■ **Reading passage**
Converging variable vehicles of amusement – roller coasters, each with their own colour scheme, narrative world, interior and motifs – the eclecticism of the carnivalesque is reflected in Tribušon’s paintings. Each piece is possessed of a different perspective, in elucidation of the plethora of personalities and experiences that are drawn together, all amassing in the pursuit of pleasure and leisure. The works comprise narrative divisions of a programmatic whole: insights into the same scene, as opposed to separate stories. Poetically constructed and inherently referential, the narrative power of the series of works is such that they frame a first instalment within a world-building exercise.
Original imagery and sourced material blend inextricably – personal and collective memory become one and the same. Always rooted in the composition of a photo that speaks to Tribušon, scenes are augmented with characters and motifs; prints worked back-into with oil paint and pastel. The poles of the digital and the manual operate in constant tensility upon the canvas, just as the materials themselves argue with, and resist one another – the smoothness of the photographic gesture disrupted by the rawness of the waxy addendum.

■ **Written instruction A**
In two sentences, sum up the text about Tribušon's paintings.
■ **Written instruction B**
Rewrite the stretch from "Converging variable vehicles" through "a world-building exercise." of the text about Tribušon's paintings, putting "carousels" in place of "roller coasters".

■ **Provided data**
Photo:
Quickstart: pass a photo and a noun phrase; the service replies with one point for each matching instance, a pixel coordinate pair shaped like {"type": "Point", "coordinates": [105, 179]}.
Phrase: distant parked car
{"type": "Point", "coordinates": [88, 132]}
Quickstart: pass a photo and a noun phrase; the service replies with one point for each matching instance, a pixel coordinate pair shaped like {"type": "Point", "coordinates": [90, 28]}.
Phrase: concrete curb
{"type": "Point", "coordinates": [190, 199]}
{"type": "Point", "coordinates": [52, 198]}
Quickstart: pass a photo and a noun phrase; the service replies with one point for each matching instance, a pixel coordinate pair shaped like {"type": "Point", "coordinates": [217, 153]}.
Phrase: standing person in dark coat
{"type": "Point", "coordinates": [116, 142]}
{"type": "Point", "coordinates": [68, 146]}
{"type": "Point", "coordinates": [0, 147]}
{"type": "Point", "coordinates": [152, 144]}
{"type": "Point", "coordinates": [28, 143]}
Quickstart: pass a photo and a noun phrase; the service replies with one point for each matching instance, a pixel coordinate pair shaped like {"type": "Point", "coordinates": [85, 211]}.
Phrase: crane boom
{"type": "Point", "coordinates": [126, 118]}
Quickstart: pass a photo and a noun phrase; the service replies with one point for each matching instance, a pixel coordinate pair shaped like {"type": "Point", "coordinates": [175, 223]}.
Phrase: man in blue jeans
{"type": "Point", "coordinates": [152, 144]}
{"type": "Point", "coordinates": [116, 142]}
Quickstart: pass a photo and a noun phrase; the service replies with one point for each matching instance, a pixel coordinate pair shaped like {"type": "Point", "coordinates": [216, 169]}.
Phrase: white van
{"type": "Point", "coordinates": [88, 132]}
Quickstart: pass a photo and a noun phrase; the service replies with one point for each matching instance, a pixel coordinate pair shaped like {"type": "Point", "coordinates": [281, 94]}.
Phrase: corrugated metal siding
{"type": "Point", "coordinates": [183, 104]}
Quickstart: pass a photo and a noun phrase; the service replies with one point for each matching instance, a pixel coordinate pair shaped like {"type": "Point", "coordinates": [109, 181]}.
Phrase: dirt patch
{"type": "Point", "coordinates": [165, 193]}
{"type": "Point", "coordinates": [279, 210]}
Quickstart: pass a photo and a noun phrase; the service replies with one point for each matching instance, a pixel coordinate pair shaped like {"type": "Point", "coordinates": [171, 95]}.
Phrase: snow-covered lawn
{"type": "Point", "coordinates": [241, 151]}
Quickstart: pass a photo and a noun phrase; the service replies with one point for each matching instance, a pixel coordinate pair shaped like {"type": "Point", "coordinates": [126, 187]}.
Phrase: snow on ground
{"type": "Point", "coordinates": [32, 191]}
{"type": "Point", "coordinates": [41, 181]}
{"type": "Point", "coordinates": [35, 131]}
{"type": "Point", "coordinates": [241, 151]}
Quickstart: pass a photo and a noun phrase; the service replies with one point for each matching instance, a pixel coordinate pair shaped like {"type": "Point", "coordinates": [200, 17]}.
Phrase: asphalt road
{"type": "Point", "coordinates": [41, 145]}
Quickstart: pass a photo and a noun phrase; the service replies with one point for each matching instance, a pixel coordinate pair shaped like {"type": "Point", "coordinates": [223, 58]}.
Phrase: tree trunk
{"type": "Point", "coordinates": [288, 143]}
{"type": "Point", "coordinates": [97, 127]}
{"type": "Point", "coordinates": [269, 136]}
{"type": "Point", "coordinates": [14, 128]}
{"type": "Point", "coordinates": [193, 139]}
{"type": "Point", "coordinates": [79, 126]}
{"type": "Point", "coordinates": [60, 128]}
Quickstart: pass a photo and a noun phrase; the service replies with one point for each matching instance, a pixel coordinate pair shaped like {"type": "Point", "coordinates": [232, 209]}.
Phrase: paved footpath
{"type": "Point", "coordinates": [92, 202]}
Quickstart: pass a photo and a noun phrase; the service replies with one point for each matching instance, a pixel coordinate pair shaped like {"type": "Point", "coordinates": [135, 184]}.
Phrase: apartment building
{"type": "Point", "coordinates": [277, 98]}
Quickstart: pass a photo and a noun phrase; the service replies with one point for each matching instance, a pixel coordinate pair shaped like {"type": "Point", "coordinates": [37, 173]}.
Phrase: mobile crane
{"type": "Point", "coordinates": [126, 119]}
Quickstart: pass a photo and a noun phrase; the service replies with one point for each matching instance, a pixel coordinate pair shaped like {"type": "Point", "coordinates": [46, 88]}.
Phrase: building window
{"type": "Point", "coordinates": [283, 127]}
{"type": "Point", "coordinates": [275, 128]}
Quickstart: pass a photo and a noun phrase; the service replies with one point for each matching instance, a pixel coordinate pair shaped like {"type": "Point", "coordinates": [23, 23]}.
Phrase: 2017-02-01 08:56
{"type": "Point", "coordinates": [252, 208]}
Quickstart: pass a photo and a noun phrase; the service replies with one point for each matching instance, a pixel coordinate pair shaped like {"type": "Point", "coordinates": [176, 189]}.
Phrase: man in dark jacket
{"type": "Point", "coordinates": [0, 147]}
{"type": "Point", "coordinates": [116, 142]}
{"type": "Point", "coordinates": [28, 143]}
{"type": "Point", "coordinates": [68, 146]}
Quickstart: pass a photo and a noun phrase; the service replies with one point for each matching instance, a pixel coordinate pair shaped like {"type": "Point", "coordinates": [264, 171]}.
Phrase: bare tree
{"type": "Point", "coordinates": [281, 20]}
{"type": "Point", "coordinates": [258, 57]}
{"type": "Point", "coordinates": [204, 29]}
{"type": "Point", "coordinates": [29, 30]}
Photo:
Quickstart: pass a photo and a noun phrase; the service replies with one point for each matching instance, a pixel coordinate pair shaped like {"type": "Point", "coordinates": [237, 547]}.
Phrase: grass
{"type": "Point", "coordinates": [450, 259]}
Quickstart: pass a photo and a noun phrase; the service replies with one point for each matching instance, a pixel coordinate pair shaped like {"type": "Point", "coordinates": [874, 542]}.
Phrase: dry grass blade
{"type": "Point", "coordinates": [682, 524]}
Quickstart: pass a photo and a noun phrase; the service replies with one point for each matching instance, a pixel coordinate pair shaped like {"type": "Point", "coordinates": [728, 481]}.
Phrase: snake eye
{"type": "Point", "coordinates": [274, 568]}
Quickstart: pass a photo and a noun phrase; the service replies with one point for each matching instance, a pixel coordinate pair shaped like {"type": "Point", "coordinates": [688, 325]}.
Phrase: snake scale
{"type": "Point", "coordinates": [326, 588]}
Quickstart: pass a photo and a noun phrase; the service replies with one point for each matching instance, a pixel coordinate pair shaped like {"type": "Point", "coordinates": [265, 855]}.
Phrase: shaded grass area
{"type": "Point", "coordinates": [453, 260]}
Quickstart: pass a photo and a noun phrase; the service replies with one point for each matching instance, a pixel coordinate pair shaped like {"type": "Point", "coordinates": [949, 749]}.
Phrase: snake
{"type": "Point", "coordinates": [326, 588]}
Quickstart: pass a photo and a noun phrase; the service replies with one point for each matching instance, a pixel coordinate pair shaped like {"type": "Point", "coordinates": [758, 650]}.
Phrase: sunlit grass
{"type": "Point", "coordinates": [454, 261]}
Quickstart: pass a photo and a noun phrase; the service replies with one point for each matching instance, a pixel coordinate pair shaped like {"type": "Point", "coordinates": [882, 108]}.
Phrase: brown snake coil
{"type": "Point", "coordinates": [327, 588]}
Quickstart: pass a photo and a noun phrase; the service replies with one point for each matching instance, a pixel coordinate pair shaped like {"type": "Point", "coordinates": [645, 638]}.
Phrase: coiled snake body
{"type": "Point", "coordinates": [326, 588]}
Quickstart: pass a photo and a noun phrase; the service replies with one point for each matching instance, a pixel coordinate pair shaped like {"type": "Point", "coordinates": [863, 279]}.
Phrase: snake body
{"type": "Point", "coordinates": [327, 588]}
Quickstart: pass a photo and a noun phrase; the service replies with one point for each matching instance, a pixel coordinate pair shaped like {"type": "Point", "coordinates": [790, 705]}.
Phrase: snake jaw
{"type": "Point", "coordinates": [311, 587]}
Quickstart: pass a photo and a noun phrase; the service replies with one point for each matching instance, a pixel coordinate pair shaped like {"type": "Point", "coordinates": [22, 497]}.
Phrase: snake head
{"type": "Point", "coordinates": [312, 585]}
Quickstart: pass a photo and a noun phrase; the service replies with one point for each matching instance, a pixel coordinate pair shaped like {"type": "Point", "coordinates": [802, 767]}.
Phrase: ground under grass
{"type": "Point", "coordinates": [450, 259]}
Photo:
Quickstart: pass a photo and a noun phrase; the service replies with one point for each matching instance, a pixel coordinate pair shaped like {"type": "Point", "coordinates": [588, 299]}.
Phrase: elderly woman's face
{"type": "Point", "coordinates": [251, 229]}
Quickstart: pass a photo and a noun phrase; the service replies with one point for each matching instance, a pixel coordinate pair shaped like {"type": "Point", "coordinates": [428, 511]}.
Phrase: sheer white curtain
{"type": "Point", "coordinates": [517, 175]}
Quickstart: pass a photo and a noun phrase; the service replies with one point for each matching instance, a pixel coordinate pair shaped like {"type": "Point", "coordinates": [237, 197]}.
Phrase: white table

■ **Full answer A**
Tribušon's paintings reflect the eclectic variety of a carnival of roller coasters, each piece taking a different perspective while together offering views of the same scene that frame a first installment of a larger world. Each work starts from a photo that speaks to Tribušon, printed and then reworked with oil paint and pastel, so original and sourced imagery blend and the smooth photographic surface clashes with the raw, waxy additions.

■ **Full answer B**
Converging variable vehicles of amusement – carousels, each with their own colour scheme, narrative world, interior and motifs – the eclecticism of the carnivalesque is reflected in Tribušon’s paintings. Each piece is possessed of a different perspective, in elucidation of the plethora of personalities and experiences that are drawn together, all amassing in the pursuit of pleasure and leisure. The works comprise narrative divisions of a programmatic whole: insights into the same scene, as opposed to separate stories. Poetically constructed and inherently referential, the narrative power of the series of works is such that they frame a first instalment within a world-building exercise.